Your instructions -> Update the news item on the 2,000th birth cohort publication, starting with "2,000th publication from" and going on through "problems and crime.", so that "crime" becomes "offending".

Excerpted passage ->
2,000th publication from birth cohort data

4 November 2010

The total number of publications based on NCDS, BCS70 or MCS research since 1961 has this month reached 2,000, with the appearance of a BCS70-based article on early predictors of conduct problems and crime.

The total number of published research findings using NCDS, BCS70 or MCS data has this month reached 2,000, with the appearance in the November edition of JCPPAD, of a BCS70-based article showing how risk factors from pregnancy to age 5 are quite strong predictors of conduct problems and crime:  

MURRAY, J., IRVING, B., FARRINGTON, D.P., COLMAN, I. and BLOXSOM, C.A.J. (2010) Very early predictors of conduct problems and crime: results from a national cohort study. Journal of Child Psychology and Psychiatry and Allied Disciplines, 51(11), 1198-1207

It is now almost exactly 50 years since the first-ever peer-reviewed NCDS publication by the study's co-founder, Professor Neville Butler:

BUTLER, N.R. (1961) National survey of perinatal mortality: first results. British Medical Journal, 1(5235), 1313-1315

During that half-century of research, there have been:

  • 1,442 publications based on NCDS;
  • 516 based on BCS70; and
  • 256 on MCS*

The sphere of medical research has been the most prolific, but the multi-disciplinary nature of all three longitudinal studies is reflected in the fact that a great many peer-reviewed articles have appeared in fields as diverse as lifelong learning, psychology, employment, housing, family formation, genetics, economics, demography, citizenship and values, and crime.

Items stored from a collection

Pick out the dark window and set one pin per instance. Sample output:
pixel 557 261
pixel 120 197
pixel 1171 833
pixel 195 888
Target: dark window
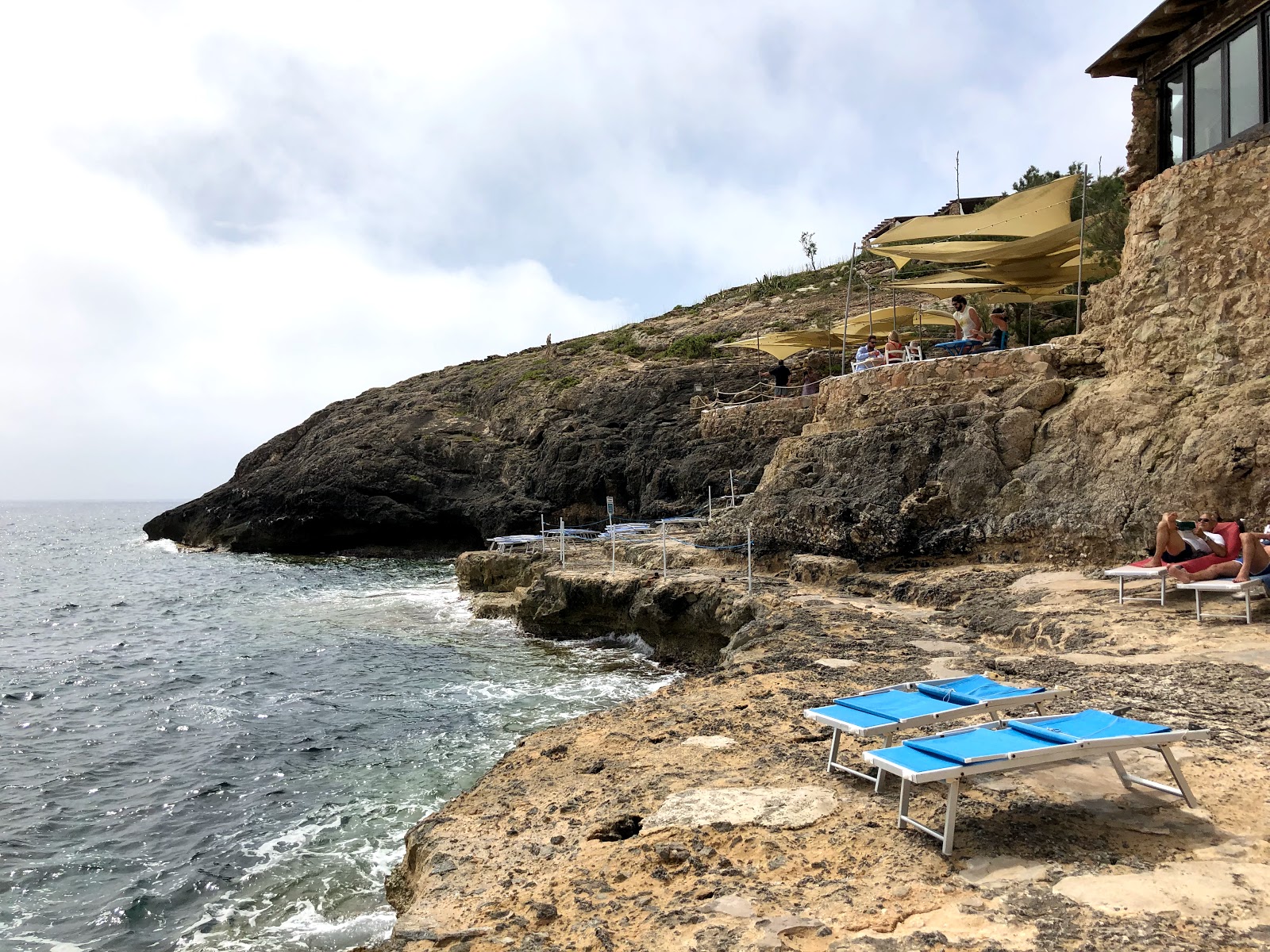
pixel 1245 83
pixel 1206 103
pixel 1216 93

--

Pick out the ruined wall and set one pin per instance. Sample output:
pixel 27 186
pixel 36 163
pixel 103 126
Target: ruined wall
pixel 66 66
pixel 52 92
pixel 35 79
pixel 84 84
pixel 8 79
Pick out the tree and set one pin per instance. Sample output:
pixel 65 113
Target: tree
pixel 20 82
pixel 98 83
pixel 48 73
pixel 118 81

Exercise solution ->
2,000th publication from birth cohort data

4 November 2010

The total number of publications based on NCDS, BCS70 or MCS research since 1961 has this month reached 2,000, with the appearance of a BCS70-based article on early predictors of conduct problems and offending.